* _Data for this task_:
- Opening Delimiter -

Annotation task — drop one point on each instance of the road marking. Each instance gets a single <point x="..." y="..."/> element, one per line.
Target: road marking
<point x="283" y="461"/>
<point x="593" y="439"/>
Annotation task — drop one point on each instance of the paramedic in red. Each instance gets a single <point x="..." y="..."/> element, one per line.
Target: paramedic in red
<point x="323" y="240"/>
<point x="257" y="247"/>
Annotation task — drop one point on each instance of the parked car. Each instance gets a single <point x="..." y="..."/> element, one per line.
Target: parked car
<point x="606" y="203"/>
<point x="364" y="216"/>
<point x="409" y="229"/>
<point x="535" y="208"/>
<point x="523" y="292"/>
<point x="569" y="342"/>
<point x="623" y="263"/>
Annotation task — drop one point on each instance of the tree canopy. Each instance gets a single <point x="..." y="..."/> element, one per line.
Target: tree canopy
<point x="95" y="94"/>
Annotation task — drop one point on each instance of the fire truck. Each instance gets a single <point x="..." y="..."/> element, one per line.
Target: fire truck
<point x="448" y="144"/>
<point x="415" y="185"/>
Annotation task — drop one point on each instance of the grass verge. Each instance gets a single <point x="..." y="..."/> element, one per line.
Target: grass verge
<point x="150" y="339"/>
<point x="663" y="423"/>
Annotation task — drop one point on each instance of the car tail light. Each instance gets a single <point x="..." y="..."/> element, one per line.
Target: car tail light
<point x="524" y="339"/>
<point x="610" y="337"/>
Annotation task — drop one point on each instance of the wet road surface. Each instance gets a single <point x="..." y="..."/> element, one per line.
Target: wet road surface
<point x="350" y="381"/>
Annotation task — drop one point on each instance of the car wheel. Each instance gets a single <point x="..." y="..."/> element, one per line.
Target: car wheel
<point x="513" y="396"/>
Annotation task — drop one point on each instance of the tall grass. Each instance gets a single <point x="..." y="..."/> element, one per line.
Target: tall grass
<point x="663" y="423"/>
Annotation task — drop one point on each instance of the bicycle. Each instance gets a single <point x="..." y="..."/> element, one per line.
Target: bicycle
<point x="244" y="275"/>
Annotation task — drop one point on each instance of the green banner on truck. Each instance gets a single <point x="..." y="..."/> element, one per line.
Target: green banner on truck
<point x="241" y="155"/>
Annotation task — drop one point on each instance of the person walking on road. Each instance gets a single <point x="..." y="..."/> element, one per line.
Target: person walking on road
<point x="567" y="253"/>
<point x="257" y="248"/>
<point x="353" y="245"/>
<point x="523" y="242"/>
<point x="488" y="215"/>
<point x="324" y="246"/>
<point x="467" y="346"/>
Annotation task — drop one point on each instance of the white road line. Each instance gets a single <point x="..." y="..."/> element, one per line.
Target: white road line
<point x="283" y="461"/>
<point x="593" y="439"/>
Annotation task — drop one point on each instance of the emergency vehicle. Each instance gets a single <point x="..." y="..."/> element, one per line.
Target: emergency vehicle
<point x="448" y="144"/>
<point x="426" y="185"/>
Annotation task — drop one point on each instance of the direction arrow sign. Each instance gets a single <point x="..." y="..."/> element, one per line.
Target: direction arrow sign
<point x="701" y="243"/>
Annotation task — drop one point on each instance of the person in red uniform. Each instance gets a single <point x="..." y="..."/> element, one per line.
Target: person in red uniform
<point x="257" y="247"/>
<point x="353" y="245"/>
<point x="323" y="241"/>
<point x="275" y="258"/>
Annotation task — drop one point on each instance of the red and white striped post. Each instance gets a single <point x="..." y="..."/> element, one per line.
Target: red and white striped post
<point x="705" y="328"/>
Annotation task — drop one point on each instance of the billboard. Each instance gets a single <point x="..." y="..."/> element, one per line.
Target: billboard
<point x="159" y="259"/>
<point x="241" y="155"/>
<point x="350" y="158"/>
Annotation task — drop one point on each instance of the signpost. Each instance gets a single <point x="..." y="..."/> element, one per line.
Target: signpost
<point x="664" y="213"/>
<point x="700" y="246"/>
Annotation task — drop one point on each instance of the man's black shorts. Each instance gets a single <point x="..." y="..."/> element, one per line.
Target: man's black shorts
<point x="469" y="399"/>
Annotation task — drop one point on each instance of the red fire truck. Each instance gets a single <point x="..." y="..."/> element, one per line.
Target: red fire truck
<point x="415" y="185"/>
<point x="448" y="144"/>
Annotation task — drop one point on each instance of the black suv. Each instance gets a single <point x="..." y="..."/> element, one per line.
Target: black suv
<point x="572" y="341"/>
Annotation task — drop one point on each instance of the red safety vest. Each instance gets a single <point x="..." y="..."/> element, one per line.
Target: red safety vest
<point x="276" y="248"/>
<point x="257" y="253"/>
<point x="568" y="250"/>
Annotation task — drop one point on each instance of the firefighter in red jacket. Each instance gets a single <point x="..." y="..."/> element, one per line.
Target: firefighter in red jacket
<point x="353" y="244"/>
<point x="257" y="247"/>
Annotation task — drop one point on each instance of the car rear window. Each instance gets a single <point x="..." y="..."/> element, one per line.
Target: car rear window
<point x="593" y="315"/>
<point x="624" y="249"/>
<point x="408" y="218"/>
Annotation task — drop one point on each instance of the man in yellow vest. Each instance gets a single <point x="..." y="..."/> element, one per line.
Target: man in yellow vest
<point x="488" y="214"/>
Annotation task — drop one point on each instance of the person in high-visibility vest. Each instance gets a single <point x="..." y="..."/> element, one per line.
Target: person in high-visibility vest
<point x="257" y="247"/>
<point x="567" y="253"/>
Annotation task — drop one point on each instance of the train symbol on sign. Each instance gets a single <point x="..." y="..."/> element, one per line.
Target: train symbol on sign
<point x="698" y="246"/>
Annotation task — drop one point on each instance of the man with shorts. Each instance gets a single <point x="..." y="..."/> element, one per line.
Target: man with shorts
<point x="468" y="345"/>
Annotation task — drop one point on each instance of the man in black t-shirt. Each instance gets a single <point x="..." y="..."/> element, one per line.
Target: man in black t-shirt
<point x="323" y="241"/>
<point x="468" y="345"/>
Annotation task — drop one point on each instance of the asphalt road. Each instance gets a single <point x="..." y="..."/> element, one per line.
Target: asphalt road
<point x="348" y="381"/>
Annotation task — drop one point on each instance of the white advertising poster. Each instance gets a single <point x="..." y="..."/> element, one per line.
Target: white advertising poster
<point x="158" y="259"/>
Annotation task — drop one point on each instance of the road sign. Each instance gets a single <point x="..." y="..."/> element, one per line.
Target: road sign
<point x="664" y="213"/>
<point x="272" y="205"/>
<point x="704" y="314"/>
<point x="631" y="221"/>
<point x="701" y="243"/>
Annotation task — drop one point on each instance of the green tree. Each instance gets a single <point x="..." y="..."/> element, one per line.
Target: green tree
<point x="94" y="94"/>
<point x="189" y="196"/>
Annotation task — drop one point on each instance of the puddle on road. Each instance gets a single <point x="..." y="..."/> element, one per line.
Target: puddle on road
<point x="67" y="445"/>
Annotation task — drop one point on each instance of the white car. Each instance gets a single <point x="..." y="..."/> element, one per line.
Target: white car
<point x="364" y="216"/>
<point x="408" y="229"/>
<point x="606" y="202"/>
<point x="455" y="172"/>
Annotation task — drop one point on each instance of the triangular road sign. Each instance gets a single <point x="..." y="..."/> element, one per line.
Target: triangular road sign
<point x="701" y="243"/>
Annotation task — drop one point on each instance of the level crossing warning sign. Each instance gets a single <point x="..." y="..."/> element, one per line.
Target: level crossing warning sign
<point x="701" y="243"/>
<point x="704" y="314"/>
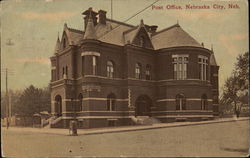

- Closing Delimiter -

What you give back should be exactly the lines of the data above from the line with "Target: wet road surface" through the line with "the green banner", both of those included, and nothing more.

Target: wet road surface
<point x="350" y="381"/>
Annotation task — drop one point on each instance of the car wheel. Each instance gets a single <point x="..." y="..."/> element, one per line.
Target: car wheel
<point x="513" y="396"/>
Annotation task — drop one point on each instance of the tall grass. Each instance gets a single <point x="..." y="..."/> element, one per line.
Target: tall grass
<point x="663" y="423"/>
Annotation task — drop one point on each instance of the bicycle. Each instance gets a single <point x="..." y="..."/> element, one per line.
Target: bicycle
<point x="244" y="275"/>
Annotation task — drop one point on each instance of the green banner on truck. Each instance gets a single <point x="..." y="..."/> element, one per line.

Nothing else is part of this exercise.